* _TASK OBJECTIVE_
Below are records; reproduce exactly the lines from the one that has "the grass lawn." through the one that has "the paving slab.", ends included, and nothing more.

* _SOURCE RECORDS_
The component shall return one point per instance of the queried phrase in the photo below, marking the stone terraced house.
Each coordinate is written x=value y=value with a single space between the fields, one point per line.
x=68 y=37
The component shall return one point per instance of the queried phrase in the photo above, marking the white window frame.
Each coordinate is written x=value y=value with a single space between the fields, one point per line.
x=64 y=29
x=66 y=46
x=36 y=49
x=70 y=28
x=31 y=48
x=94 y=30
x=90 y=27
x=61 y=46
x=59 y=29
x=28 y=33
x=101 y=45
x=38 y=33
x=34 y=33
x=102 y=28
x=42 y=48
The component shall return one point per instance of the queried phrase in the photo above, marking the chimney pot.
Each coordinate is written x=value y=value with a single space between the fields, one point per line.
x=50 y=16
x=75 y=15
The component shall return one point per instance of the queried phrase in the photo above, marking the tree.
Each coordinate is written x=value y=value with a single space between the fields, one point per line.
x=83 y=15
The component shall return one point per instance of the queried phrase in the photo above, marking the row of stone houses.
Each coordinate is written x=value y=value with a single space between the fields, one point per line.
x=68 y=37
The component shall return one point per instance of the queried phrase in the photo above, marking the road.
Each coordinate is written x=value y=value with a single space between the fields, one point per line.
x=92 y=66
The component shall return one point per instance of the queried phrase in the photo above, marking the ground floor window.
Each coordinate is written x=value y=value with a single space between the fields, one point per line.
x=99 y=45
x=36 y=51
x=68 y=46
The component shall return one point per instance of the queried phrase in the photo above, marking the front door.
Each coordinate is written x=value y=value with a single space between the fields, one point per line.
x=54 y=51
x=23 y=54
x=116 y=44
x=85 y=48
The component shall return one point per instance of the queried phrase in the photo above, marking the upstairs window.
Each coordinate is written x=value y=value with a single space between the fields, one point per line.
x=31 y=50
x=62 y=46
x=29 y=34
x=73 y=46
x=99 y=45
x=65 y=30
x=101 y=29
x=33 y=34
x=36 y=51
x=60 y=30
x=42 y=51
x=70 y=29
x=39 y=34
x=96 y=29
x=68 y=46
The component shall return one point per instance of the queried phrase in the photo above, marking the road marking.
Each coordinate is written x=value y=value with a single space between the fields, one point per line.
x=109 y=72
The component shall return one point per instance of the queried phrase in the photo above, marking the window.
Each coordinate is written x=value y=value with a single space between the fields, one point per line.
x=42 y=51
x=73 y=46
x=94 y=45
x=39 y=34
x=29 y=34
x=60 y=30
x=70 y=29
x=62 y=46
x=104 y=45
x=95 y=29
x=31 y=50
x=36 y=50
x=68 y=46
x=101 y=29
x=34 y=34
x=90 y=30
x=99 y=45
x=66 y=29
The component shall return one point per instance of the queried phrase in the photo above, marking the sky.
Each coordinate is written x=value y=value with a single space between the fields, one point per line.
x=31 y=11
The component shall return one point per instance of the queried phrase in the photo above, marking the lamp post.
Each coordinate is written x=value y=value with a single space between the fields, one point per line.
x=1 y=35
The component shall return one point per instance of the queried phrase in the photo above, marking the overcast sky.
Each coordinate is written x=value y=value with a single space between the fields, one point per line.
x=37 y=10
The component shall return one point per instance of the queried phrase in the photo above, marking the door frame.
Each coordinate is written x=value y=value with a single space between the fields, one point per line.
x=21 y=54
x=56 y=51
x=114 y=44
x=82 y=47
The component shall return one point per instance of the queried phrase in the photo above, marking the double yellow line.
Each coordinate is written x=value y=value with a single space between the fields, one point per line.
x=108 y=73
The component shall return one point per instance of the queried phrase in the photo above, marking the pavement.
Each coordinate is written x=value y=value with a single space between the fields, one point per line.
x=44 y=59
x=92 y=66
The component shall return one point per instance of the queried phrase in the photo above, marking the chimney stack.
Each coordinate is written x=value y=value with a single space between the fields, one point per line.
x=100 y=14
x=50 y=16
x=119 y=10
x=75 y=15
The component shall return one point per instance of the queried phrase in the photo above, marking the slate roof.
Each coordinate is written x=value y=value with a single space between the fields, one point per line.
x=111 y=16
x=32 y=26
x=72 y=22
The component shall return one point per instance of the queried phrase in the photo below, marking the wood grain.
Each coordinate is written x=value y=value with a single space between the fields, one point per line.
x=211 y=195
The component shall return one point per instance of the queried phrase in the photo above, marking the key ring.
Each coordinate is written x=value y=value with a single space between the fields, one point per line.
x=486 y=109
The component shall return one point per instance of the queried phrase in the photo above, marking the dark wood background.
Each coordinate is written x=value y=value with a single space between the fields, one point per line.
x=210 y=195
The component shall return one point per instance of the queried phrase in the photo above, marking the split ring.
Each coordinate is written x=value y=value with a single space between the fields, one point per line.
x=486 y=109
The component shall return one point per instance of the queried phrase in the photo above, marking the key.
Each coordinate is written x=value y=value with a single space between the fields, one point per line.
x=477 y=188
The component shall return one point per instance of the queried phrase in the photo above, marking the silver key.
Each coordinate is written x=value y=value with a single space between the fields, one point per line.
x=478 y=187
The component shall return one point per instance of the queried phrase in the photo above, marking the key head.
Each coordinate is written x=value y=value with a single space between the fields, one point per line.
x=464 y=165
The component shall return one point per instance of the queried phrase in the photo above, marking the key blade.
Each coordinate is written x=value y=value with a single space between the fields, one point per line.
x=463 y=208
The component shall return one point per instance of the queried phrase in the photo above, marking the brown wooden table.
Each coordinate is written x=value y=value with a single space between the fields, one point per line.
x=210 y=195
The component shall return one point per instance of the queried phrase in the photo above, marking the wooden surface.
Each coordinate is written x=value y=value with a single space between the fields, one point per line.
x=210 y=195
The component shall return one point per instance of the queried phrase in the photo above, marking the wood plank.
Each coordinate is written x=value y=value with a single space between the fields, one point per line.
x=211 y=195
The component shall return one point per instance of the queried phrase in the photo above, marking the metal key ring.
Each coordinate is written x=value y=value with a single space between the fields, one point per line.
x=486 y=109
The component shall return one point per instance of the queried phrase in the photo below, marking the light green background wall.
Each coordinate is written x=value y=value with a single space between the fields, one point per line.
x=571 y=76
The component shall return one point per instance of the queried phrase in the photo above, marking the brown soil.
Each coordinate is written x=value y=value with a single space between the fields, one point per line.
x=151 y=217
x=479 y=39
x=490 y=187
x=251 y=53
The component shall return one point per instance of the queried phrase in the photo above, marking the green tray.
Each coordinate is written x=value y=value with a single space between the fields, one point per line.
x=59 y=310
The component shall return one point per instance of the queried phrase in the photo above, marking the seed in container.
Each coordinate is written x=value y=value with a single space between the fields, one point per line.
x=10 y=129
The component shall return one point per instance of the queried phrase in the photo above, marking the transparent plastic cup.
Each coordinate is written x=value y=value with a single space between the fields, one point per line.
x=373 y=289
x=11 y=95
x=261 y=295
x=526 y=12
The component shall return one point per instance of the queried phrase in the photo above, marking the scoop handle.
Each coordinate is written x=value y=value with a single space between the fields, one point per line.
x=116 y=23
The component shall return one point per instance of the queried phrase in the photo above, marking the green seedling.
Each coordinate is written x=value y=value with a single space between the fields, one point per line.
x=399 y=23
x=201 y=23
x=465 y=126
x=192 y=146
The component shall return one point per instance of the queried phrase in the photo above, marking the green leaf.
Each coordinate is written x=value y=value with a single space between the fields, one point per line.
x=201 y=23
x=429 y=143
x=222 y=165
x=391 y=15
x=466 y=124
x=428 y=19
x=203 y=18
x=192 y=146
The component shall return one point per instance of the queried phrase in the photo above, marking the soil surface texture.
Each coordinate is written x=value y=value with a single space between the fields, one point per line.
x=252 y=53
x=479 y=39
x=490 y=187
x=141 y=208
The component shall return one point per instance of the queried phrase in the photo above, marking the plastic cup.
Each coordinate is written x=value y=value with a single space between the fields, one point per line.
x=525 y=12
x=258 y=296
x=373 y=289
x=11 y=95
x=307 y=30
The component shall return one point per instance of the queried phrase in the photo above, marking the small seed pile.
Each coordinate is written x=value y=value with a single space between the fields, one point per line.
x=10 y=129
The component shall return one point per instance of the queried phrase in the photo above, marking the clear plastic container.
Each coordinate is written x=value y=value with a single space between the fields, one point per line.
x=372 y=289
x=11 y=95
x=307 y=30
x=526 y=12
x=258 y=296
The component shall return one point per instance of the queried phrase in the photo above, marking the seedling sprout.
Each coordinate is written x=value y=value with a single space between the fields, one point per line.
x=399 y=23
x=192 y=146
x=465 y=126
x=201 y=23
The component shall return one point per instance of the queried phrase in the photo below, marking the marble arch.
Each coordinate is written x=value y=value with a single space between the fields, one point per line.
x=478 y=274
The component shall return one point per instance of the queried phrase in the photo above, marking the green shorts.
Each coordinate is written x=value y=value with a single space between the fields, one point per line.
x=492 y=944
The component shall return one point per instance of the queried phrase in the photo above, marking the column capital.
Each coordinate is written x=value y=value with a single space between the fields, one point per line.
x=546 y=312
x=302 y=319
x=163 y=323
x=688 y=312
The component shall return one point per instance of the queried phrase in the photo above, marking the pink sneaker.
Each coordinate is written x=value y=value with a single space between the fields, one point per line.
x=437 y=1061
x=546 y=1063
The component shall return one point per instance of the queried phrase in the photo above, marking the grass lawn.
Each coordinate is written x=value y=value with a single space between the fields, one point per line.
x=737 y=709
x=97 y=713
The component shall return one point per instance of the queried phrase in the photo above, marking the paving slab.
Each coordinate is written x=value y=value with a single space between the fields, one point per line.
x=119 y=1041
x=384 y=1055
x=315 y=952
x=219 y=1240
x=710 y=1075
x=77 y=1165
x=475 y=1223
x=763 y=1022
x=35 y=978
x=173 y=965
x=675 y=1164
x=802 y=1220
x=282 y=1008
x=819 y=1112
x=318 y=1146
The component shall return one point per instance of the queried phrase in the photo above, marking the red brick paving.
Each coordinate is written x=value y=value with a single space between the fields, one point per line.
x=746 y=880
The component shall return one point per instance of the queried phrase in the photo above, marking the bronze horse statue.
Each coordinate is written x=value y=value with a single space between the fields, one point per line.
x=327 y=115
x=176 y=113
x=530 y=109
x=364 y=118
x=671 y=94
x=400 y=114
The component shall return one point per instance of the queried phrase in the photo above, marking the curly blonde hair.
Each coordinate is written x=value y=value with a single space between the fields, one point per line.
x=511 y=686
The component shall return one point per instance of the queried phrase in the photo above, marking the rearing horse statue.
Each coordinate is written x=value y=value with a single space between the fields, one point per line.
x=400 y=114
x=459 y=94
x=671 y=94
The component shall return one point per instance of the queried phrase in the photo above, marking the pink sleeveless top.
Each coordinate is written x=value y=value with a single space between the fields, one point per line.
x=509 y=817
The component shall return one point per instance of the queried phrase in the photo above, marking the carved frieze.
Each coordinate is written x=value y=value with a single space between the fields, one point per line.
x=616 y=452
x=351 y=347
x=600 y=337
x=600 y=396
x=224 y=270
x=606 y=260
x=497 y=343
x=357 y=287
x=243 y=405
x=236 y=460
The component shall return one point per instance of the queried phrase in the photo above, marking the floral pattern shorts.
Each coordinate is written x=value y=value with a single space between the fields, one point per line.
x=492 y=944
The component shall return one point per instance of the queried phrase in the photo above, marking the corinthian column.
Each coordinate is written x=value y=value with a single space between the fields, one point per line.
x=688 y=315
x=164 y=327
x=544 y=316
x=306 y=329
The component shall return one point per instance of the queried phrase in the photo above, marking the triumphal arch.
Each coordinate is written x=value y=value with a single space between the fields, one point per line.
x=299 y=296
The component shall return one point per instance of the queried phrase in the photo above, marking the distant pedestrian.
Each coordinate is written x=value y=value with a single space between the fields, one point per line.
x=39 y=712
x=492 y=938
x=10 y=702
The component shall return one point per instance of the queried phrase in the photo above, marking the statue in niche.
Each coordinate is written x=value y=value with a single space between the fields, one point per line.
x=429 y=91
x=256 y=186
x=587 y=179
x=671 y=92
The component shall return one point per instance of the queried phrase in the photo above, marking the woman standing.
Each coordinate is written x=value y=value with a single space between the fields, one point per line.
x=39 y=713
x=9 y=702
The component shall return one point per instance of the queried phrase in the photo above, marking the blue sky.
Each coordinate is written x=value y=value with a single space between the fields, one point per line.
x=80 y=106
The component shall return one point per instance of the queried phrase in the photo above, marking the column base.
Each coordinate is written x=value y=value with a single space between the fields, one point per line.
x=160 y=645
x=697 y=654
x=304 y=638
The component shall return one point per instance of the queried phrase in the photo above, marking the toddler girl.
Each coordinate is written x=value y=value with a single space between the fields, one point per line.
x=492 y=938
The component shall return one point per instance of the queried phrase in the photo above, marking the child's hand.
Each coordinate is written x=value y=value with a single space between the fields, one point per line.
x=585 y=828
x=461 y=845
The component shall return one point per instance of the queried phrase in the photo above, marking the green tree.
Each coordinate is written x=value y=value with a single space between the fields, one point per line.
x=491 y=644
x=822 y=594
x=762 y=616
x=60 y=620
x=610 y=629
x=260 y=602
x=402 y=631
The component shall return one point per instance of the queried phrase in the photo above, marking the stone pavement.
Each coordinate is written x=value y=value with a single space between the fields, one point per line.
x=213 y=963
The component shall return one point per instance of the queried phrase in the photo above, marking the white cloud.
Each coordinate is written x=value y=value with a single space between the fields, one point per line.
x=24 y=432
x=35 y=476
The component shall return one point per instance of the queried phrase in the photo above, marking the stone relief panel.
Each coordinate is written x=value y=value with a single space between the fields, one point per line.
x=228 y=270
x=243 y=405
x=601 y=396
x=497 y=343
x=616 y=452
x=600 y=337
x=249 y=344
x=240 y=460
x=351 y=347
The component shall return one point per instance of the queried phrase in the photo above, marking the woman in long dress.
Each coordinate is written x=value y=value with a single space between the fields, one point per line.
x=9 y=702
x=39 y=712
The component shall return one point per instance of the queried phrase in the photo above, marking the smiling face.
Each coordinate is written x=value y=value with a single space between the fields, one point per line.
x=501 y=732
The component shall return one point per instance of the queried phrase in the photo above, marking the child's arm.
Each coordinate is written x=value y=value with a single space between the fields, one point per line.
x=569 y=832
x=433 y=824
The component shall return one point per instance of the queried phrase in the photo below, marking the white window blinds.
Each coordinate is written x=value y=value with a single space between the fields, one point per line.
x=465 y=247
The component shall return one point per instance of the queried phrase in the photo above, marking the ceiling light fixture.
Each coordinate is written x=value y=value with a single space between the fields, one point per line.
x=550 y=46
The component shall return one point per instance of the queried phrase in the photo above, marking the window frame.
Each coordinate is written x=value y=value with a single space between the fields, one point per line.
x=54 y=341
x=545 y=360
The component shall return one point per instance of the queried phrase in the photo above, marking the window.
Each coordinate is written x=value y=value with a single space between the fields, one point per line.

* _ANSWER SPACE_
The component shall return one point per instance of the queried phrase in the photo above, marking the grass lawn.
Each coordinate is written x=value y=value with a single space between the fields, one point per line.
x=737 y=709
x=97 y=713
The component shall return one point per instance of the queried phrase in the photo above, marking the paving slab.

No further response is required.